● DOCUMENT EXTRACT:
--- begin ---
Well, I am in grade 8, and I have been studying grade 9 and 10 math, because in my opinion, Ontario curriculum takes it too easy.


----------



## StubbsCubing (Apr 12, 2016)

im doing oh at ncr so i have something to do.. I avg like 1:30 - 2:00, lol


----------



## PenguinsDontFly (Apr 12, 2016)

qwertycuber said:


> Well, I am in grade 8, and I have been studying grade 9 and 10 math, because in my opinion, Ontario curriculum takes it too easy.


If you like math and are good at it then go for it! Yeah, it is quite easy.


StubbsCubing said:


> im doing oh at ncr so i have something to do.. I avg like 1:30 - 2:00, lol


Haha see you there! Can't wait for your video! The one for the cube meet was really good.


----------



## kbrune (Apr 13, 2016)

Registered! Awww yeah!! Psyched to get some results in new events!


----------



## PenguinsDontFly (Apr 15, 2016)

Just registered 
I'm very excited, and can't wait to see everyone there!
--- end ---
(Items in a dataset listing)
--- begin ---
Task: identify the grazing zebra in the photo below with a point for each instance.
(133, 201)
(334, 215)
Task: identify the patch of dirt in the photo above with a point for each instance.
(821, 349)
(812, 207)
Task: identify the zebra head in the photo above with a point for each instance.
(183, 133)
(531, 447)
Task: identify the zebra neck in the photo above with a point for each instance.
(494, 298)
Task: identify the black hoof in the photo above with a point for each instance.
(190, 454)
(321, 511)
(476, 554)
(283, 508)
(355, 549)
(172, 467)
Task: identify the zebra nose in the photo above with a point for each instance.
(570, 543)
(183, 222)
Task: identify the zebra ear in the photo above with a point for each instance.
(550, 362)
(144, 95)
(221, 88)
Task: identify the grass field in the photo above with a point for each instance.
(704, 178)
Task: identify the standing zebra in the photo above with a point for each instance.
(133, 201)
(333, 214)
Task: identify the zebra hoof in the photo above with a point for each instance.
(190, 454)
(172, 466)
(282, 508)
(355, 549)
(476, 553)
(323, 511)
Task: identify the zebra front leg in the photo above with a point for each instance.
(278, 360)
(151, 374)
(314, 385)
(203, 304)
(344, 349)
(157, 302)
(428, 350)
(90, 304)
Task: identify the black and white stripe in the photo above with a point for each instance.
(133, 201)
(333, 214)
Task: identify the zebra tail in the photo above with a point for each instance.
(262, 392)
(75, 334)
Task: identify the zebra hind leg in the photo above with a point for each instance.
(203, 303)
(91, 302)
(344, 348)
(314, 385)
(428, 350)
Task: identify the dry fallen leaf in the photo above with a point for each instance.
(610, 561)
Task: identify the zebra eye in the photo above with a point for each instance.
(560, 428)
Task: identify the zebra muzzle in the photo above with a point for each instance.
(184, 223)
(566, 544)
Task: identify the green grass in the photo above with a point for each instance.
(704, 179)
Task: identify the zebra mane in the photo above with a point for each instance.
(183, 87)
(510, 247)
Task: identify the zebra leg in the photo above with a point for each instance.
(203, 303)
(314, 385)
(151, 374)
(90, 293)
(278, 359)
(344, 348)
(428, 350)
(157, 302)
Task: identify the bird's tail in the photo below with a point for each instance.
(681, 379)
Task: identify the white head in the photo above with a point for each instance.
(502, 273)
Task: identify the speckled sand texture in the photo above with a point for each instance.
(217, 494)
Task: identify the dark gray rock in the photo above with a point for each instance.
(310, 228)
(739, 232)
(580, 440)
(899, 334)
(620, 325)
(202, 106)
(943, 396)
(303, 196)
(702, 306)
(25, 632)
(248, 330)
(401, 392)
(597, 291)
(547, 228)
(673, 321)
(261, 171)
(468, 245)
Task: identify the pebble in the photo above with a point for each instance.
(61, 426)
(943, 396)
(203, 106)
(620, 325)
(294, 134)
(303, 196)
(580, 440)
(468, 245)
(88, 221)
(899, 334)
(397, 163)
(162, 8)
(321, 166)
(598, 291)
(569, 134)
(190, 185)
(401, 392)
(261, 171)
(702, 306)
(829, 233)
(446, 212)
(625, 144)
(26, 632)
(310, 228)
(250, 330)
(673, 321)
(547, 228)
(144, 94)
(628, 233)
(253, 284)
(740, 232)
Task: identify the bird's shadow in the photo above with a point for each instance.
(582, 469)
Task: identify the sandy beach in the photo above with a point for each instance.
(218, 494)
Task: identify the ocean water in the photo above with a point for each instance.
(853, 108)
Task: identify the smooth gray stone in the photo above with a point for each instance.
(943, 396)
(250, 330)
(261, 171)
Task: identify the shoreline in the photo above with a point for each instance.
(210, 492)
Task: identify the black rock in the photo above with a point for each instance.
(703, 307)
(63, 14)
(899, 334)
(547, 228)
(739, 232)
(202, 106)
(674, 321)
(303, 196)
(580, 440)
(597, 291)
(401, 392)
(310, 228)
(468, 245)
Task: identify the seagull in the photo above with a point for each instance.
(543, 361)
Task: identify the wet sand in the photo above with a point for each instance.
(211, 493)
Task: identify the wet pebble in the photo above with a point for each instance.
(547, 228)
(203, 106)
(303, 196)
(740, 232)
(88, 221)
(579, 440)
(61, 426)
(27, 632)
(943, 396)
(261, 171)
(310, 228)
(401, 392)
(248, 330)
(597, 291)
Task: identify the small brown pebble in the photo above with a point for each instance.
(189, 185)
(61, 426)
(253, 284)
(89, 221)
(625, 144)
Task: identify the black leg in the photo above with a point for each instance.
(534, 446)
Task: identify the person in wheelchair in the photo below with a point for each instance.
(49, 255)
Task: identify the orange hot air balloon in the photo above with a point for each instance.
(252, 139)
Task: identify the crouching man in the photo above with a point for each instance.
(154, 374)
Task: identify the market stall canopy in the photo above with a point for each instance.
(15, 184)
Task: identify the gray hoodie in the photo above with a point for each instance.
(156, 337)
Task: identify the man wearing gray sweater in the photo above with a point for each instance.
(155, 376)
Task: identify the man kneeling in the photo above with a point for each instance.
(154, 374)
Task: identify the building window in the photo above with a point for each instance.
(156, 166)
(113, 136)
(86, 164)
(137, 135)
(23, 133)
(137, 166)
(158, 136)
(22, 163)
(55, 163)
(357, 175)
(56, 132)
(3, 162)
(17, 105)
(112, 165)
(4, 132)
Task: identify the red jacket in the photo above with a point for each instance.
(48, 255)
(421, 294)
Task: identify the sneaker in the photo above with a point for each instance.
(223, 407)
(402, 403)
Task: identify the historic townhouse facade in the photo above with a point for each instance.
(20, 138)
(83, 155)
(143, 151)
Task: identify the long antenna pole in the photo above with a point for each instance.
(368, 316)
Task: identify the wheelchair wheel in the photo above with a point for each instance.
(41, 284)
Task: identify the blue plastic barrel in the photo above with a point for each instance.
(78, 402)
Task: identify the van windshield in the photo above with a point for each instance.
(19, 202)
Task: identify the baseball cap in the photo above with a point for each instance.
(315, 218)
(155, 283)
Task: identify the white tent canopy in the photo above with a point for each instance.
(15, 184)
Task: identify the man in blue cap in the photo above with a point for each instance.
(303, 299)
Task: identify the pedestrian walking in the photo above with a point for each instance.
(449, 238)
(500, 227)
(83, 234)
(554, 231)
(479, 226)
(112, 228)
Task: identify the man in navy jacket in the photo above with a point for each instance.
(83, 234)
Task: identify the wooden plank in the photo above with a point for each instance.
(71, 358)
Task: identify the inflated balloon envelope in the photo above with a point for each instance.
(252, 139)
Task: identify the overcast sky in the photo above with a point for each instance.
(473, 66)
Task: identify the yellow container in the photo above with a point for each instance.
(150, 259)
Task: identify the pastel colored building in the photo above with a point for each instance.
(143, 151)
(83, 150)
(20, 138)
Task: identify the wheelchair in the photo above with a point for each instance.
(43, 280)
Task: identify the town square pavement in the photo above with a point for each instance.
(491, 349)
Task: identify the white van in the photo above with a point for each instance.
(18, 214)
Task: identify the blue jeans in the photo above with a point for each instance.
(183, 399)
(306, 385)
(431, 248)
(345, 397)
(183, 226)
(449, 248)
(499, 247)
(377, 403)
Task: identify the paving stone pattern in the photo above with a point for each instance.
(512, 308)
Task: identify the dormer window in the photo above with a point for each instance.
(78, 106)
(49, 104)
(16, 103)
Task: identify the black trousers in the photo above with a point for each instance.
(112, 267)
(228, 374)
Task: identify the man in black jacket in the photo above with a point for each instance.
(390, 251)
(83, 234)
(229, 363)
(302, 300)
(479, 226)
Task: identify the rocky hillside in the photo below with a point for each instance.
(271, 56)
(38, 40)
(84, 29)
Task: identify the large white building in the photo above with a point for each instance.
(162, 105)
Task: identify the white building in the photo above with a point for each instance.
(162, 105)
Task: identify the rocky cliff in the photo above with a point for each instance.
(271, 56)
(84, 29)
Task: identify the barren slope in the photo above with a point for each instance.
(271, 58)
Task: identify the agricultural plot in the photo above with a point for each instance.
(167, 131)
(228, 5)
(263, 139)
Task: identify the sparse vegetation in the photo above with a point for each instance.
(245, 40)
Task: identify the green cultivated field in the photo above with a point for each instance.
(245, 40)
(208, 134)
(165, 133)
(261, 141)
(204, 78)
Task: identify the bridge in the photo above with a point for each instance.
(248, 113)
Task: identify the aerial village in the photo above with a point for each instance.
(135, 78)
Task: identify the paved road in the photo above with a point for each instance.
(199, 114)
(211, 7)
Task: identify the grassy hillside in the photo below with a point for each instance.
--- end ---
● TO-DO LIST:
**A)** Using the cubing forum thread, decide whether each statement agrees with it, and answer yes or no with the deciding words quoted: (i) StubbsCubing averages under one minute; (ii) kbrune has registered; (iii) qwertycuber is in grade 9.
**B)** Resume the cubing forum thread after its last sentence.
The listing is separate material with no connection to the cubing forum thread.

● OUTPUTS:
**A)**
(i) No: "I avg like 1:30 - 2:00, lol"
(ii) Yes: "Registered! Awww yeah!!"
(iii) No: "Well, I am in grade 8, and I have been studying grade 9 and 10 math"

**B)**
----------



## kbrune (Apr 15, 2016)

Just saw your official results. Your fast Kian!


----------



## Lazy Einstein (Apr 15, 2016)

Antoine clean off your couch! I am coming to the comp!!


----------



## sqAree (Apr 15, 2016)

PenguinsDontFly said:


> Just registered
> I'm very excited, and can't wait to see everyone there!



Finally you go to a comp!  Looking forward to your incoming WRs hehe.


----------



## PenguinsDontFly (Apr 15, 2016)

sqAree said:


> Finally you go to a comp!  Looking forward to your incoming WRs hehe.


Haha yeah. I missed 3-4 comps by a week. I would've gone to Canadian open if it were a week later, I would've gone to Toronto open fall if it were a few weeks earlier, I would've gone to a comp in Iran if it was a month later (I was there in December visiting family), and I missed a few US comps that are a few hours drive over March break. Haha me? WRs? Nice joke.


----------



## StubbsCubing (Apr 20, 2016)

If we dont get enough competitors do you think we might have to reduce it to a 1 day comp?


----------



## antoineccantin (Apr 20, 2016)

StubbsCubing said:


> If we dont get enough competitors do you think we might have to reduce it to a 1 day comp?


Haha no way. This is a two day for sure.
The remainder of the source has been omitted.